What is required. Please add 30 to every coordinate in the answer points of the rows from the line with "Can you find the decorative" to the line with "point(620, 473)". Write out all of those lines again in full, including the lines that are not answers.

The input.

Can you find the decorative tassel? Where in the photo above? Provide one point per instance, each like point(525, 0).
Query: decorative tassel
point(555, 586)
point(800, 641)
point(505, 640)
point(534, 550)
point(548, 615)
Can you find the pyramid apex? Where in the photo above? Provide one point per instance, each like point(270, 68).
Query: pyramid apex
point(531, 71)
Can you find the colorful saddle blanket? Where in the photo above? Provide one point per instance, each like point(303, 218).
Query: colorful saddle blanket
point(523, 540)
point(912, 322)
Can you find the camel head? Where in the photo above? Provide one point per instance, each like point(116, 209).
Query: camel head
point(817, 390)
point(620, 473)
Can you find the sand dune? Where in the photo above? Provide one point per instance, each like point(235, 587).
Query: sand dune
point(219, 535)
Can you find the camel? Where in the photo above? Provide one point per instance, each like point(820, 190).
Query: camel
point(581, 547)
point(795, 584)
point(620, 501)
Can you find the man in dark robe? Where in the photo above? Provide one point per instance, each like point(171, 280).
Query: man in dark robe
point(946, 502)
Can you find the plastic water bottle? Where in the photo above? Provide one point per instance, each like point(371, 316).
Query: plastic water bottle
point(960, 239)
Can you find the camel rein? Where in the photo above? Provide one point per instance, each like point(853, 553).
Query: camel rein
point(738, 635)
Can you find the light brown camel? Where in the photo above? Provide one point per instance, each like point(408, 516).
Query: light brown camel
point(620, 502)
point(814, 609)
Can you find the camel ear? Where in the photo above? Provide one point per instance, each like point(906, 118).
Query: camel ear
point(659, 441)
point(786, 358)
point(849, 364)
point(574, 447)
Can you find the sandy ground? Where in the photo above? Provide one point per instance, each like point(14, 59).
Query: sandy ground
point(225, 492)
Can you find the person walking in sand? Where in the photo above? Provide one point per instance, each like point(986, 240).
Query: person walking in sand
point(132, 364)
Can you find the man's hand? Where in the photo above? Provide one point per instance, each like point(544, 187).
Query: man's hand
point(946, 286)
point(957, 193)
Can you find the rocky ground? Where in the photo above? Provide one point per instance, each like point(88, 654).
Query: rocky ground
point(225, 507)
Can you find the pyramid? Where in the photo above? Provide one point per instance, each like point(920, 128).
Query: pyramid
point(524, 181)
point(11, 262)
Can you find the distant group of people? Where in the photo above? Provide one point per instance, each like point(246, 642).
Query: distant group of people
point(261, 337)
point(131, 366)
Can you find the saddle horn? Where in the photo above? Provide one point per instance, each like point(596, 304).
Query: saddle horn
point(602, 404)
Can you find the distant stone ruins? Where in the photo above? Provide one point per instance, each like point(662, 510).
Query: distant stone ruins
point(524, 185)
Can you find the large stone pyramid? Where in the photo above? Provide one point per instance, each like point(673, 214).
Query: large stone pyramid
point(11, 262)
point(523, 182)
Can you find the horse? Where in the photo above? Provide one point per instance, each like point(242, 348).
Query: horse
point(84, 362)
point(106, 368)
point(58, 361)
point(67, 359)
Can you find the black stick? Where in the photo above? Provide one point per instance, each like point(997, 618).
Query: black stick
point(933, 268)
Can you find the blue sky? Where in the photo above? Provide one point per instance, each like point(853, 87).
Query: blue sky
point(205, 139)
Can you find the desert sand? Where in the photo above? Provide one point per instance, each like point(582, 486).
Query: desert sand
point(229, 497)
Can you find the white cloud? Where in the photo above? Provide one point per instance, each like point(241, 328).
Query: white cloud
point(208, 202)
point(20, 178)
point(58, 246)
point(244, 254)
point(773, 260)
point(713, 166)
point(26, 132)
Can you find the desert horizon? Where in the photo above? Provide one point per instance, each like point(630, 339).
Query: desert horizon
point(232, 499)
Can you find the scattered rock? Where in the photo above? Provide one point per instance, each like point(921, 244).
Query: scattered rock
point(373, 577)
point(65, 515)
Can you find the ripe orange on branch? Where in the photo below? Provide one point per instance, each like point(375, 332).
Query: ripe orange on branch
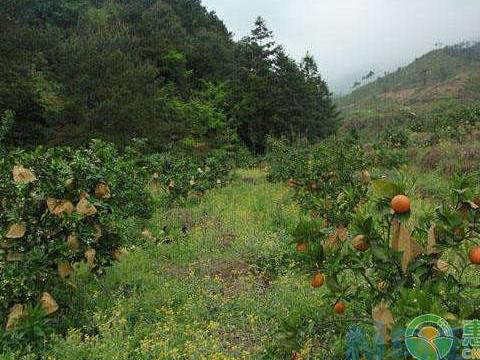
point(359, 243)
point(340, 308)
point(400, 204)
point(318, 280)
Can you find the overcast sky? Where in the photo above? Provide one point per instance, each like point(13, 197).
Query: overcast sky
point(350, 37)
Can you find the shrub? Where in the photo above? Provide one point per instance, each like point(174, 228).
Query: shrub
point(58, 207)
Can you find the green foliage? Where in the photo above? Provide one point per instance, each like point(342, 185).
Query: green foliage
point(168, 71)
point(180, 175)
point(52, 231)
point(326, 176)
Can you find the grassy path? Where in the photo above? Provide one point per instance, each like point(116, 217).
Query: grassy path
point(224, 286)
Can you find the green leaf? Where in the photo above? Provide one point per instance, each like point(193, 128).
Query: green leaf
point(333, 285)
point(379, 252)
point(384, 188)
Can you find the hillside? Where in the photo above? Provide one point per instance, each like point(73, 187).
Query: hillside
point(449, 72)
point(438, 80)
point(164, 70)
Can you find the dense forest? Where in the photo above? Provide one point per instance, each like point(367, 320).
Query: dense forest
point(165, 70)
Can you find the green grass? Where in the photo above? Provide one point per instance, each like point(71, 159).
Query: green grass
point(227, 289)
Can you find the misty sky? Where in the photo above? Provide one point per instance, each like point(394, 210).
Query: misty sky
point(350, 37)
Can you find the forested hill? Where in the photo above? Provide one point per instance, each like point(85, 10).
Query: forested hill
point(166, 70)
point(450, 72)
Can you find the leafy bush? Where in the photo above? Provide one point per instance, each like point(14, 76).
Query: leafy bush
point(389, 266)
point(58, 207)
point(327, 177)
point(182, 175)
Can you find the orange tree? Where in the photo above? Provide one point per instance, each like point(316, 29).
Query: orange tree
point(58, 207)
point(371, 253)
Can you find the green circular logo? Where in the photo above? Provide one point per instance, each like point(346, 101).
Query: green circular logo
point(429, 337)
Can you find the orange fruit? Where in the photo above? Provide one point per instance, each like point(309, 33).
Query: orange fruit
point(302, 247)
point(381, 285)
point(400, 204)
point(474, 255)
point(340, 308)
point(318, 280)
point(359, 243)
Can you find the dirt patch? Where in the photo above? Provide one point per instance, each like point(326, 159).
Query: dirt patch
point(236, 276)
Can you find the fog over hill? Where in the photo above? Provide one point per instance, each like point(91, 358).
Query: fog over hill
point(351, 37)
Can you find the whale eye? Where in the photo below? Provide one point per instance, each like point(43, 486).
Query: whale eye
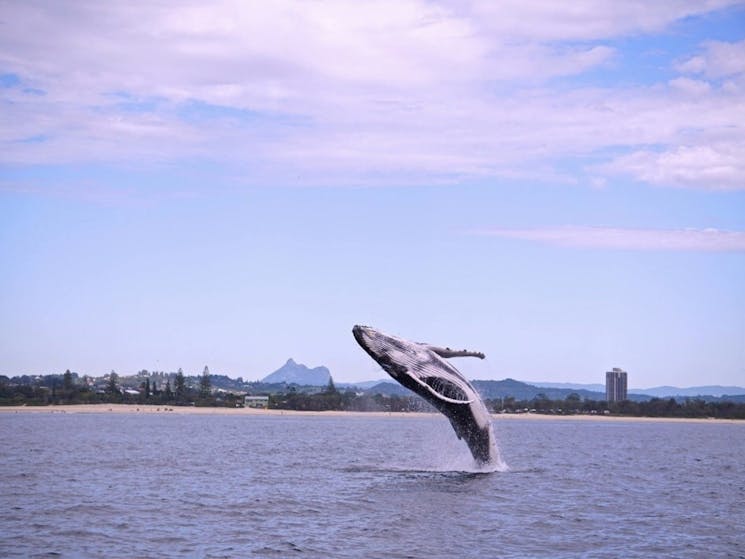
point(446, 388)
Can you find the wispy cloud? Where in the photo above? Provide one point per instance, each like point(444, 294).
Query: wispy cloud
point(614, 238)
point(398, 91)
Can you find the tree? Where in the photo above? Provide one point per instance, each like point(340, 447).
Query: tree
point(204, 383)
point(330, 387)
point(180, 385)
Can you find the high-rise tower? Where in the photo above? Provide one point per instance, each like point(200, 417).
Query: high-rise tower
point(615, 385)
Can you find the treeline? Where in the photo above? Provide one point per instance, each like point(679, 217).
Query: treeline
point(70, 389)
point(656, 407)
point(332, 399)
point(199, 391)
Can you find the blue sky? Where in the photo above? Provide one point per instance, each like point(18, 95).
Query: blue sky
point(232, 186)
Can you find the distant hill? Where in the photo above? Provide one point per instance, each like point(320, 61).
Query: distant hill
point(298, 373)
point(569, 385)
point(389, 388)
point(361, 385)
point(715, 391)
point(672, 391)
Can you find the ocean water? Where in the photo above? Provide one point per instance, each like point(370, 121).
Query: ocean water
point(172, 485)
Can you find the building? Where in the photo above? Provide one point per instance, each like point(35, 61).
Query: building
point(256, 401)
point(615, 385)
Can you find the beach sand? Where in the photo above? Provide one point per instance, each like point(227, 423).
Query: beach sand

* * *

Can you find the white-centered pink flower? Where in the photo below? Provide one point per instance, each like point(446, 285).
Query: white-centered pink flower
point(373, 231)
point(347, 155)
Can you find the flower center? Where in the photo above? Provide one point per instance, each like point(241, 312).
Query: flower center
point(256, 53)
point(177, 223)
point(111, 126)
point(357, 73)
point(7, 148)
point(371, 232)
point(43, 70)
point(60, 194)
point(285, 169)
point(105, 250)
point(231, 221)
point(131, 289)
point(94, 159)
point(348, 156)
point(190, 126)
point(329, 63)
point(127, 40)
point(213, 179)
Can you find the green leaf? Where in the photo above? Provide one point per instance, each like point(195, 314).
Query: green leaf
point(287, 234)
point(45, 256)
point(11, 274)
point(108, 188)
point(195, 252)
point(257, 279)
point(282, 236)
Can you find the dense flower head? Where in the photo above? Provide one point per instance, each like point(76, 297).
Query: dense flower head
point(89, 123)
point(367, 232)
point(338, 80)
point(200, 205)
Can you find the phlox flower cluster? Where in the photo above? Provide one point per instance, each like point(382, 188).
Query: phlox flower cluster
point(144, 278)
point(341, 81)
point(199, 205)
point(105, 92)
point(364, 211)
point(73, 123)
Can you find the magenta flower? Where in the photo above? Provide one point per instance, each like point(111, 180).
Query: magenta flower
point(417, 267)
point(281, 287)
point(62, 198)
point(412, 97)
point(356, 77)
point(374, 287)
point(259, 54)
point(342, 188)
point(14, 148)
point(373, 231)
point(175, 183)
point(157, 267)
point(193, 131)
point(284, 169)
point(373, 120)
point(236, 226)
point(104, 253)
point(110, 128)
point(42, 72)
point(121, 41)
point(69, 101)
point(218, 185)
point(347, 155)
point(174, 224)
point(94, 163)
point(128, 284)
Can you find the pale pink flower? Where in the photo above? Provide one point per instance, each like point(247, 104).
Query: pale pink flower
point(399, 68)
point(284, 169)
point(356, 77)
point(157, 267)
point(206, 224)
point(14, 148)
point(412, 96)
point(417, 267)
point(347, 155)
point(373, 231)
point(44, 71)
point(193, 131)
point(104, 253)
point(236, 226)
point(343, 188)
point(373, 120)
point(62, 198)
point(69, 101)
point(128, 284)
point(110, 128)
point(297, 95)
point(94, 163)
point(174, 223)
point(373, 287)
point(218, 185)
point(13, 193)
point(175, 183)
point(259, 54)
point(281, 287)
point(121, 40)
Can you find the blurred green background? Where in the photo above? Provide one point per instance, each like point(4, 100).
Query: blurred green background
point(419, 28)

Complete answer.
Can you find the decorative tassel? Where in the photo above? Provide one point per instance, each like point(525, 0).
Query: decorative tassel
point(585, 616)
point(830, 671)
point(535, 670)
point(564, 580)
point(578, 645)
Can you find the pyramid apex? Where in the photo above? Provide one point per instance, each like point(270, 68).
Query: pyramid apex
point(561, 101)
Can you find the colorful saddle blanket? Where in the photo above? Provide one point per instance, each like point(303, 218).
Query: colorful saddle blanket
point(553, 570)
point(942, 352)
Can you find the camel head? Where in the photo above? Provide one point per instance, each like point(116, 209).
Query: camel head
point(847, 420)
point(650, 503)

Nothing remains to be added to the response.